━━━━━ TEXTO DE LEITURA

Jorge Forbes, já nos primeiros minutos da entrevista, na tentativa de emprestar consequência, perguntou:

– Você pensa em usar cadeira de rodas?

– Acho que sim, mais pra frente, estou evitando.

– Por que essa recusa?

– Não quero ficar dependente de ninguém!

– E até quando você vai fazer seu filho de bengala?

Juan negou os limites decorrentes da doença. Dirigia sem ter condições físicas e sem carro adaptado. Contou que se envolveu em dois acidentes. Como negou-se ao uso de bengala e de andador, fazia do outro o arrimo, desde o filho até o estranho que passava na rua. No trabalho, servia-se da condescendência dos colegas que faziam grande parte do trabalho por ele. Colocava-se numa posição de ser ajudado, despertando pena e compaixão.

A histeria não é exclusividade do feminino. Na época dos estudos de Freud com Charcot na França, a histeria se apresentava com frequência nos sintomas dos pacientes masculinos. Os sintomas pós-traumáticos de guerra e as sequelas em decorrência de acidentes se configuravam como os principais fatores desencadeantes nos casos de histeria masculina.

Neste caso, o diagnóstico de histeria masculina ficou evidenciado a partir dos seguintes aspectos: a “bela indiferença”, na negação da realidade frente às limitações impostas pela doença; o dar-se a ver exibicionista, usando o corpo como objeto de apelo ao outro; a estratégia de sedução, demandando amor e reconhecimento no sofrimento; o uso que fazia da doença para consagrar-se como herói; o titubeio e hesitação recorrentes diante das tomadas de decisão e os acessos de cólera frente às contrariedades que tinha com o filho adolescente.

Responsabilizá-lo frente ao ato de dirigir o carro e deslocá-lo da queixa, implicando-o nas suas escolhas sem a necessidade de incluir o outro para lhe dar as garantias, foi a direção do tratamento adotada.

No início da análise, Juan trouxe o incômodo causado pela pergunta de Forbes, feita na primeira entrevista.

– O que o Dr. Jorge falou de fazer meu filho de bengala, me fez pensar… Eu digo para o meu filho, que vai dar tudo certo, que ele não vai ter a doença, que ele fique tranquilo.

– É, e como você pode afirmar uma coisa dessas? Perguntei.

– Pior eu ficar dizendo que ele vai ter, se a gente nem sabe…

– Então diga que você não sabe!

━━━━━━━━━━

> **SUA TAREFA**
No texto de leitura, em quantos acidentes Juan contou que se envolveu? Não é preciso usar as linhas.

━━━━━ DADOS DE ORIGEM

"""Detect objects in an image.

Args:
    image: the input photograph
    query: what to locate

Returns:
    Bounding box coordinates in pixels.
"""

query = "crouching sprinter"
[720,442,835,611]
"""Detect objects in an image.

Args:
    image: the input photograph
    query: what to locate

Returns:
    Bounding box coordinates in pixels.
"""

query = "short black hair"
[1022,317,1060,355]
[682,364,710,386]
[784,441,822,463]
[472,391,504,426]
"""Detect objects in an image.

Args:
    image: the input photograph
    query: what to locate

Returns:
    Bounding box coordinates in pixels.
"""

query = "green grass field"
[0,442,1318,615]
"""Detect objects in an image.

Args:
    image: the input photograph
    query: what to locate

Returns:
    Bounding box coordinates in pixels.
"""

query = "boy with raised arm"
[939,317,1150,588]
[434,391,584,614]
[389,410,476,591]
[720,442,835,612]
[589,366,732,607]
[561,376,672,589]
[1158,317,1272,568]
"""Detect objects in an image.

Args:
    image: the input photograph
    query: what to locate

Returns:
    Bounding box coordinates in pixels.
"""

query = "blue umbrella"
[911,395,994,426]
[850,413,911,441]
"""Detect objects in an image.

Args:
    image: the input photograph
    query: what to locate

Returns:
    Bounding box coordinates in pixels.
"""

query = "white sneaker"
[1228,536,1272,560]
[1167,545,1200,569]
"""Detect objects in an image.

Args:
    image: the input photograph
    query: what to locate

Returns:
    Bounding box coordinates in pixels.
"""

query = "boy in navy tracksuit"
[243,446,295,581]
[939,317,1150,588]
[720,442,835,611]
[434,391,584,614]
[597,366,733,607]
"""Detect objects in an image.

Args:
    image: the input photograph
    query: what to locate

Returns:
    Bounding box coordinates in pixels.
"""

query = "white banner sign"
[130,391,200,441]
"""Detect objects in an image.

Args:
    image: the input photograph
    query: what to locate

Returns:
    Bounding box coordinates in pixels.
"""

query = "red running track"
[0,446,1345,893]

━━━━━━━━━━

> **RESULTADO ABAIXO**
Em dois acidentes.